**Set task**:
In the items below, how many lines contain the string "tall"? Reply with the number only.

Rows from a pointing dataset:
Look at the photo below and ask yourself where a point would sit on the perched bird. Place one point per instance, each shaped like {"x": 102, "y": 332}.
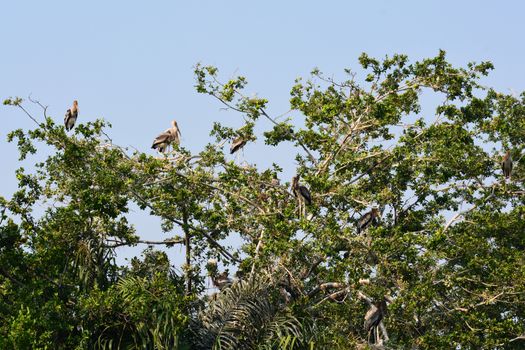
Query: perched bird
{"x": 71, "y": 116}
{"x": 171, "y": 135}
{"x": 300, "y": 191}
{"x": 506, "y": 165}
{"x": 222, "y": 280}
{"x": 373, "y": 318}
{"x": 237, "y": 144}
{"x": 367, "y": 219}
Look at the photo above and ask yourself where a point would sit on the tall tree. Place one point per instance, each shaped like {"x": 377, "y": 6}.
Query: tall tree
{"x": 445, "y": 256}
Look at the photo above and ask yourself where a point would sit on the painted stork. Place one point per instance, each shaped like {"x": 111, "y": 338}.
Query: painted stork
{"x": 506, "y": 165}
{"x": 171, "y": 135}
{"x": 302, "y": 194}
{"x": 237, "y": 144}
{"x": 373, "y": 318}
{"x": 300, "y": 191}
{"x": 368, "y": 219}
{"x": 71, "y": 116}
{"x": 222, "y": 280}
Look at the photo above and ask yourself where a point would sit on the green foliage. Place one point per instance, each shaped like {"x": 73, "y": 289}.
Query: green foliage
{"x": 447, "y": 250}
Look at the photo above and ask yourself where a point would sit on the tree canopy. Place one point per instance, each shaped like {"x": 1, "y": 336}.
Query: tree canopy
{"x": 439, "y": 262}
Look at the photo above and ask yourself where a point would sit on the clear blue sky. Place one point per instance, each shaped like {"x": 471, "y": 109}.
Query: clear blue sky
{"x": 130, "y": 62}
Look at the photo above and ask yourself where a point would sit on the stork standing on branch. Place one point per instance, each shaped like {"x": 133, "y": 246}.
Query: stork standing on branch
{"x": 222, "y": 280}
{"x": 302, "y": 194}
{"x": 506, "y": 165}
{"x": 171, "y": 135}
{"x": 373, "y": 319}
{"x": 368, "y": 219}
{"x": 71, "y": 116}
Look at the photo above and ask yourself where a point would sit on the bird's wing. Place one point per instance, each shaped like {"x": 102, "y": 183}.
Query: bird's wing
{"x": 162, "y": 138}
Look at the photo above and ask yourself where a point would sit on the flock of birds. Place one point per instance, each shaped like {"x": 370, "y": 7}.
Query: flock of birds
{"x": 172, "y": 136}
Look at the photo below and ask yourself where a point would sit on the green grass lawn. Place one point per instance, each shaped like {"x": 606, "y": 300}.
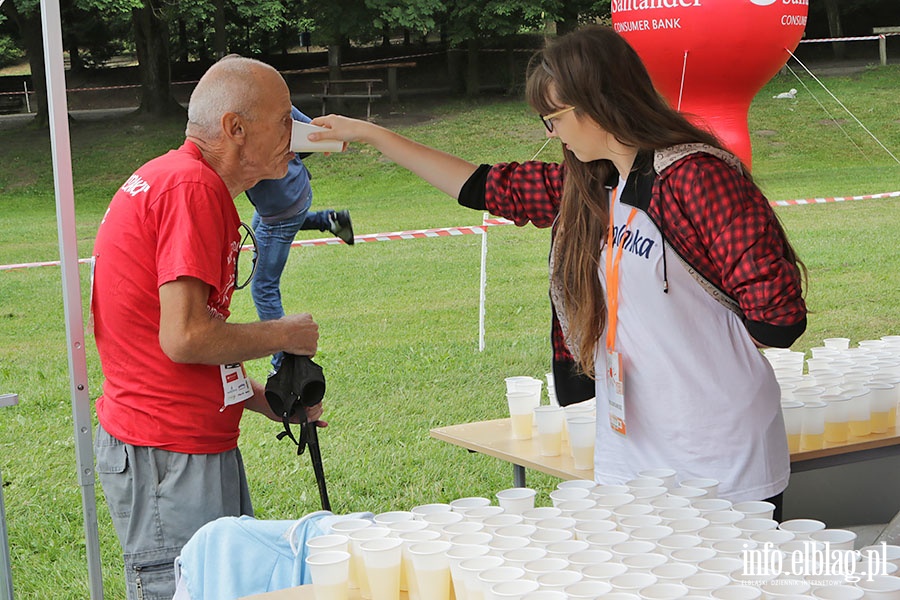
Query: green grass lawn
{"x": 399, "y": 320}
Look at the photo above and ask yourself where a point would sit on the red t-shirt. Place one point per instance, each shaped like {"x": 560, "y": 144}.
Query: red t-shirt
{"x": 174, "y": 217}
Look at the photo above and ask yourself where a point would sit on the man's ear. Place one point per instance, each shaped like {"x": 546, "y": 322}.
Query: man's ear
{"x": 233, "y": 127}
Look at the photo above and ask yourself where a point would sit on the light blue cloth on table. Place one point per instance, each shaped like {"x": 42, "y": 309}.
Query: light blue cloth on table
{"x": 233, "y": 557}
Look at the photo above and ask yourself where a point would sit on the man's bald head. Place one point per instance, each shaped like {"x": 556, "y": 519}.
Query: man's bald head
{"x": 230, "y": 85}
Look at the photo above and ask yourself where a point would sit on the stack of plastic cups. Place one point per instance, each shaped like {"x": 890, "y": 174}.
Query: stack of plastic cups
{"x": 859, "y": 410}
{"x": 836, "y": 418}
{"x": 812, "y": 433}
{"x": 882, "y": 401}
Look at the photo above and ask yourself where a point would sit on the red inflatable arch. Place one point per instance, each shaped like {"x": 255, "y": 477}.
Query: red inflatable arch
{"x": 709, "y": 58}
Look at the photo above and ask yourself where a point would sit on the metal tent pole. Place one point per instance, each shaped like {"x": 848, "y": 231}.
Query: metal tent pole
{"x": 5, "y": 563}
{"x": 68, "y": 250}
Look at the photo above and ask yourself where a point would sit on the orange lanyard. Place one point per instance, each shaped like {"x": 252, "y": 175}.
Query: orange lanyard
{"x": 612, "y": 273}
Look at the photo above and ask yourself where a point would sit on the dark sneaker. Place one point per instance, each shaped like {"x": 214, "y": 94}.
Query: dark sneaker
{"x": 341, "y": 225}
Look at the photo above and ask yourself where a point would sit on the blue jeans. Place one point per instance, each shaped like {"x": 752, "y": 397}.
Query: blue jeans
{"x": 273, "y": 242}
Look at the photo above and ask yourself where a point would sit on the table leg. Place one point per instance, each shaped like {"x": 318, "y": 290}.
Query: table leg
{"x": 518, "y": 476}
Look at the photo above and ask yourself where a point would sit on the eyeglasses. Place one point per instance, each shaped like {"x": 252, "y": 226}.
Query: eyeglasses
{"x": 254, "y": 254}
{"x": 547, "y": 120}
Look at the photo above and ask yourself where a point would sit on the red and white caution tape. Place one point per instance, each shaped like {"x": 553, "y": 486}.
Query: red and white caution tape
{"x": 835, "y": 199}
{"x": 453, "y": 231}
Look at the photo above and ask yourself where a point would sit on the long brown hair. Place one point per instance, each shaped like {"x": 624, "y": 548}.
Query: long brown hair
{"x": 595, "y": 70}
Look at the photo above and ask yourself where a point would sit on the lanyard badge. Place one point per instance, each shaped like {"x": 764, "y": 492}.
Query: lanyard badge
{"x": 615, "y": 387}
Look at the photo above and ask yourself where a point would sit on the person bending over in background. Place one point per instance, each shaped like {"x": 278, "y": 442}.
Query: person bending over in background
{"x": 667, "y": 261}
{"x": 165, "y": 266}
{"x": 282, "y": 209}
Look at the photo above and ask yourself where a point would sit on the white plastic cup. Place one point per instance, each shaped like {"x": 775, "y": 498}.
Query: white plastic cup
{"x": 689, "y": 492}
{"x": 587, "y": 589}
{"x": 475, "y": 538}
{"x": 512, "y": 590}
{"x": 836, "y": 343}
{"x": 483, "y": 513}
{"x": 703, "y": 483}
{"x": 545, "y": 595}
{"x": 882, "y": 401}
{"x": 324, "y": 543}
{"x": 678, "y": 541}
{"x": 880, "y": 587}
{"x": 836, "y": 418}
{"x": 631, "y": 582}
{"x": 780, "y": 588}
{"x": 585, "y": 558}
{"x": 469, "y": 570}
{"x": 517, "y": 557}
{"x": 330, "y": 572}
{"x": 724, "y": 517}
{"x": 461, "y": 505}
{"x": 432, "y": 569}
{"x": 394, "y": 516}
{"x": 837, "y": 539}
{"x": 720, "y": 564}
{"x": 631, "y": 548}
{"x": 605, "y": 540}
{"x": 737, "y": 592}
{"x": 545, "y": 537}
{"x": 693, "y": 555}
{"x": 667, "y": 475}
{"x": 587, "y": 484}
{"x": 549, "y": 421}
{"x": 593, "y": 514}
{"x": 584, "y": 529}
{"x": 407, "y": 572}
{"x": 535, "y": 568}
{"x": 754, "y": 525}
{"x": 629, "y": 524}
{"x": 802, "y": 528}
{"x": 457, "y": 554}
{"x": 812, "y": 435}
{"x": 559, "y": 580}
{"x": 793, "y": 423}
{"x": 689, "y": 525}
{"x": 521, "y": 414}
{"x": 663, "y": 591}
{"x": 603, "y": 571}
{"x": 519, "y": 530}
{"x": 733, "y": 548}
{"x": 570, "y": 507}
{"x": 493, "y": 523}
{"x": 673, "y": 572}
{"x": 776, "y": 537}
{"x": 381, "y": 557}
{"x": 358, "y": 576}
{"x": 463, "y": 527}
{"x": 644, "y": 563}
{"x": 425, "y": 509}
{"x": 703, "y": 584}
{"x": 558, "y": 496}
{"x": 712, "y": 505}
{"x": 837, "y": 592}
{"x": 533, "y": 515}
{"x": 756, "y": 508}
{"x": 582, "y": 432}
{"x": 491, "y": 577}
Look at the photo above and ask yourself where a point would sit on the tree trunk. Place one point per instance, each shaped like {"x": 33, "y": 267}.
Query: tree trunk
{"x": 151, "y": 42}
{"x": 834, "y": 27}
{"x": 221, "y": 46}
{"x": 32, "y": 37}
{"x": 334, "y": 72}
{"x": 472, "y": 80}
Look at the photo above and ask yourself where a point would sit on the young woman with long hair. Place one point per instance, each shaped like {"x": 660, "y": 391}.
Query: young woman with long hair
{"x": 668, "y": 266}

---

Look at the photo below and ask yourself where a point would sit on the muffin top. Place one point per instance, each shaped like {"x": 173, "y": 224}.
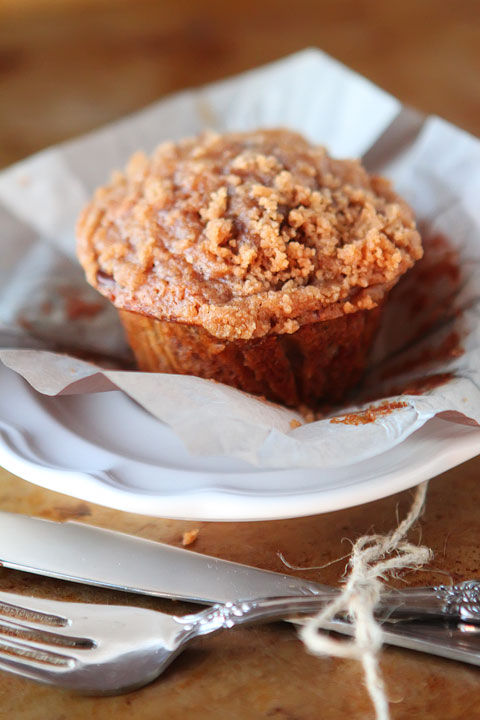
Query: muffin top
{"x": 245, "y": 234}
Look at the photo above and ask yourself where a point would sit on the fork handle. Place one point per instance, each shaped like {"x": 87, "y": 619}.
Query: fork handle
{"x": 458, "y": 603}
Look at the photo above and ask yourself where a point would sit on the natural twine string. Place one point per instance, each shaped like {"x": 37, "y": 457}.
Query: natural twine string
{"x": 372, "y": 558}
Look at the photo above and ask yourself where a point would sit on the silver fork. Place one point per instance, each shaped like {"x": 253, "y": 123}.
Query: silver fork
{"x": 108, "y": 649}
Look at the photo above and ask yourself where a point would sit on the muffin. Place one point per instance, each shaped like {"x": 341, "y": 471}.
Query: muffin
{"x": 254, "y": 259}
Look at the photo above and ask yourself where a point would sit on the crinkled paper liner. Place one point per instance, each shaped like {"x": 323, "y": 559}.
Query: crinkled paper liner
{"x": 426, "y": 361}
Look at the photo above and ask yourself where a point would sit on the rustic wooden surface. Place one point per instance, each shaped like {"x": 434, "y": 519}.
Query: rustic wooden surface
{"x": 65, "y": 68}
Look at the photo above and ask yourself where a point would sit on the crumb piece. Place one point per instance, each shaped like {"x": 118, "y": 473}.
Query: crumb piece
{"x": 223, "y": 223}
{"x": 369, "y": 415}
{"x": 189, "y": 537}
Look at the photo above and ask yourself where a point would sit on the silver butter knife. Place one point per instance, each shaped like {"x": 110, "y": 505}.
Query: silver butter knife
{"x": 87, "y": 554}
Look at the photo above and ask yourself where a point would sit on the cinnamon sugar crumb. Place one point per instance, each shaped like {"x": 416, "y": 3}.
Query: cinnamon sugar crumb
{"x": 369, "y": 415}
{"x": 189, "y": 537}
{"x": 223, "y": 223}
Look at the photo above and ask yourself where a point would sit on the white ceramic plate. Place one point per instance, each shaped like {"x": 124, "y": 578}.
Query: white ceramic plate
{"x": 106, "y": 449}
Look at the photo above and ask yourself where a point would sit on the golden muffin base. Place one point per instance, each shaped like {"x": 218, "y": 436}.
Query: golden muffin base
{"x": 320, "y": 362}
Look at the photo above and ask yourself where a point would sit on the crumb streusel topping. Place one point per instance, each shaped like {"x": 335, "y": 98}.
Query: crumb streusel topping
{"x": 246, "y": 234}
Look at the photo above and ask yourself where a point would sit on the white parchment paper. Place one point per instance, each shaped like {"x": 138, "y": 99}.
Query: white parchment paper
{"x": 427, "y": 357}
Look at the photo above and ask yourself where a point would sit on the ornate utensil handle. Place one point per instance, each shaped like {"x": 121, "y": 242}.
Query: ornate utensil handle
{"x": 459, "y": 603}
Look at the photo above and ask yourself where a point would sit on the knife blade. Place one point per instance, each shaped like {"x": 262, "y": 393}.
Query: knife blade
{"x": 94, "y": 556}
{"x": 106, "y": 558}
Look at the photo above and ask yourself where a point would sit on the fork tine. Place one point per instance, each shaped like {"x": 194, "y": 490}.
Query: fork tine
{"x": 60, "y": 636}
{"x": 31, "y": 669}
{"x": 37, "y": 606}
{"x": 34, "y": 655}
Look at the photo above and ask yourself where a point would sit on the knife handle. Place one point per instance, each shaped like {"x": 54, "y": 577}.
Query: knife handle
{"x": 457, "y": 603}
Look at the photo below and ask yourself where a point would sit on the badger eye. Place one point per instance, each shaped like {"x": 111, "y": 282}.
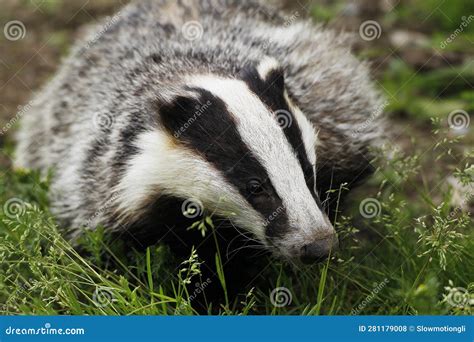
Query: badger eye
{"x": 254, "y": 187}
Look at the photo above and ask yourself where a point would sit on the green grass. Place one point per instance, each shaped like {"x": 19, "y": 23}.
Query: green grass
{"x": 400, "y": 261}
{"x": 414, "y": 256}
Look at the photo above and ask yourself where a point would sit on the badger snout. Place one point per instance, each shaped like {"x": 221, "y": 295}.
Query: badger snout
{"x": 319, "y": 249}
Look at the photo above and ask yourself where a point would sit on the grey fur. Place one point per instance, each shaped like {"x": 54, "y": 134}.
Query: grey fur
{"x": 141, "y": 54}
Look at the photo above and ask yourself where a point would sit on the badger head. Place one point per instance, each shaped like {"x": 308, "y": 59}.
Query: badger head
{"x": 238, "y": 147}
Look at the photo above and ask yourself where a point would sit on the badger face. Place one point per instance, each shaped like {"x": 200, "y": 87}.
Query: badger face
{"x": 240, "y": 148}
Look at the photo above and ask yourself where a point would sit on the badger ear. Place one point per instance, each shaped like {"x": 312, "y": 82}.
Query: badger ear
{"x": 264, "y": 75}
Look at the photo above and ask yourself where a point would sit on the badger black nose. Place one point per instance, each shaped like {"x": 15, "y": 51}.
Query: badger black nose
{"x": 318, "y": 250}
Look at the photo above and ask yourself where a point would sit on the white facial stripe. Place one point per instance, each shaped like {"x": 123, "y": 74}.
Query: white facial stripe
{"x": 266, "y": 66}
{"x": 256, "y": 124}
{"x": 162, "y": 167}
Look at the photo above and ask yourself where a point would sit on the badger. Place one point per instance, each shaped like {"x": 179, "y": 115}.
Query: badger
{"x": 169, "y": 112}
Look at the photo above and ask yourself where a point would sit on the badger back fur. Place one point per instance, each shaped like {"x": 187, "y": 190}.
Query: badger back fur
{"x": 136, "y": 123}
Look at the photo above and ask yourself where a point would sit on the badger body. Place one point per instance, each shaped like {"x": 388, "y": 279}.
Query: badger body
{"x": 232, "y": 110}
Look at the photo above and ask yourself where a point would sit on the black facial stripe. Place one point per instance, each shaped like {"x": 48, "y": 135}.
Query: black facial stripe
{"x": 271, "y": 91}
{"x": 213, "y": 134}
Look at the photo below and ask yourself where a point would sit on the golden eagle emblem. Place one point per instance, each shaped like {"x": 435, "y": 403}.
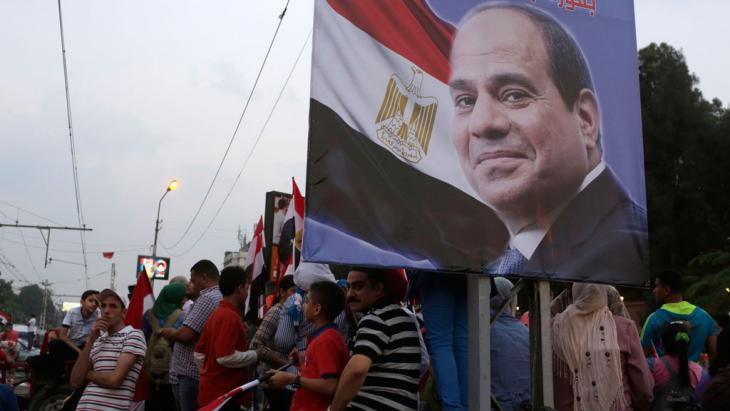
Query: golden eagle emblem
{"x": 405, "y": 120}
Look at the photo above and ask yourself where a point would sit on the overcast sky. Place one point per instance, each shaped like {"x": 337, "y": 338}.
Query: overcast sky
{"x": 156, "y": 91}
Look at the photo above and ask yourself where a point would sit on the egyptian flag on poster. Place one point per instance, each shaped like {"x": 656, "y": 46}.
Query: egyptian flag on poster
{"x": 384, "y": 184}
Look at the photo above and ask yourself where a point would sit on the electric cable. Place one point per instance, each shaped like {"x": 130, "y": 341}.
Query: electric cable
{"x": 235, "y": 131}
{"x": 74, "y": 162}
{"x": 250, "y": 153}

--

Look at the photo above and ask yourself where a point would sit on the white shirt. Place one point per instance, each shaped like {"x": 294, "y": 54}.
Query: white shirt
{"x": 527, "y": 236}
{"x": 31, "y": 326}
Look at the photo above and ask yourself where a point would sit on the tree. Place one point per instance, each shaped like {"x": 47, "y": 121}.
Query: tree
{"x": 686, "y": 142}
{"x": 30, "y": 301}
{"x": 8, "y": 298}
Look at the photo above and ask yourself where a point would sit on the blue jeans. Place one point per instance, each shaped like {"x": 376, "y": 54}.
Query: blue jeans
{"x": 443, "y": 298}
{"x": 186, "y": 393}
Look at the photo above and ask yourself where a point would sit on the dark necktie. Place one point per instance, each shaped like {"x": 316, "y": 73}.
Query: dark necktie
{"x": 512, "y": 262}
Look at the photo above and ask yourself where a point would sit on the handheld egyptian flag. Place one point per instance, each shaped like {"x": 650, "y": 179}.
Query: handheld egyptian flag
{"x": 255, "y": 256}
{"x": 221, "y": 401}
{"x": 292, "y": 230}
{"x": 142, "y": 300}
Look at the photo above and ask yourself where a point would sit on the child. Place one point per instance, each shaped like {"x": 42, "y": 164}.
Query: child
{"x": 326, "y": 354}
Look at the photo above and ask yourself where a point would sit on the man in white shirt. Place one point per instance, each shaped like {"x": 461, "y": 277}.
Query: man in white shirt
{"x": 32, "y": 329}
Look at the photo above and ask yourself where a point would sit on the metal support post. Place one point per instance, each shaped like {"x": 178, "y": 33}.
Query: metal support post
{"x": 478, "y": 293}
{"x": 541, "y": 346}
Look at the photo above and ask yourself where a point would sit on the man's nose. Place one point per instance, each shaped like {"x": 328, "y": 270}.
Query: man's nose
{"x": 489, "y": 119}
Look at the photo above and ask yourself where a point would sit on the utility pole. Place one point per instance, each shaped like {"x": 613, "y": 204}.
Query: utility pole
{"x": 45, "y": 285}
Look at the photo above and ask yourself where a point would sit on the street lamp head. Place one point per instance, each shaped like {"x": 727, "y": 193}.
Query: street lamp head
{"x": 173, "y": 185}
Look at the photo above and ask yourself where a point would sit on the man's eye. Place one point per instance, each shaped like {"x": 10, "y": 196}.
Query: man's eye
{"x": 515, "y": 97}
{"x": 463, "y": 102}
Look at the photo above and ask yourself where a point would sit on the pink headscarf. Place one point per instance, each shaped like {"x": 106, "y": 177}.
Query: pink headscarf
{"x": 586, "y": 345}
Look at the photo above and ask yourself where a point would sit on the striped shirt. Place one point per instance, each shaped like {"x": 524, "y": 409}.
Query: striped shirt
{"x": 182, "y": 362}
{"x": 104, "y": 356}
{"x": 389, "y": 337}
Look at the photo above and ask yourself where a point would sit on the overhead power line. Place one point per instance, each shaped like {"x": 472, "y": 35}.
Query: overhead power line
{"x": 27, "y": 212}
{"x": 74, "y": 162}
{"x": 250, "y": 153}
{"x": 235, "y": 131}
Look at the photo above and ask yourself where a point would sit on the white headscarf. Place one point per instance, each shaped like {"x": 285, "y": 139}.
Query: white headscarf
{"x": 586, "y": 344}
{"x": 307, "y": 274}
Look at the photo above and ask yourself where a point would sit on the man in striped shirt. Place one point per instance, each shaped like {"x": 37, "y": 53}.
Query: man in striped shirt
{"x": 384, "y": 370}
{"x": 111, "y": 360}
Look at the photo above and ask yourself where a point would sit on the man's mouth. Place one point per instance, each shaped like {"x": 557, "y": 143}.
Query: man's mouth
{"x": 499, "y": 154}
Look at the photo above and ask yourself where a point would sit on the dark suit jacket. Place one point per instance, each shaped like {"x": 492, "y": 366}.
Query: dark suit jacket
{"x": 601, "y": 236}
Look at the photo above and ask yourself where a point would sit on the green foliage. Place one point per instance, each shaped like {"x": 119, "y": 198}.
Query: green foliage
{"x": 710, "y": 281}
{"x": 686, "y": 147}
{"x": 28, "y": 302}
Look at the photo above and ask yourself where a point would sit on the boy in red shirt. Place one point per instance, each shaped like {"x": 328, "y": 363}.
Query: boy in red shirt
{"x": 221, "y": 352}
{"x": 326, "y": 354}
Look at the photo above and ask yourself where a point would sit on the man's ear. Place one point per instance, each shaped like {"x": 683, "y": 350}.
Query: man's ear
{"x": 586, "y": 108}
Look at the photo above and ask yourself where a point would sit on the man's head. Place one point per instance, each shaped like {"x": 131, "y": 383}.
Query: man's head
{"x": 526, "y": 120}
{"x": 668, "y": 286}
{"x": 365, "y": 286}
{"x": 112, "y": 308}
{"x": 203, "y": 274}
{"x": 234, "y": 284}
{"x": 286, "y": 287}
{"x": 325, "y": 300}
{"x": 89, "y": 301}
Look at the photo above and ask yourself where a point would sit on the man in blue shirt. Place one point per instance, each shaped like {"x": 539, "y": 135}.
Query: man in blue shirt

**Completed task**:
2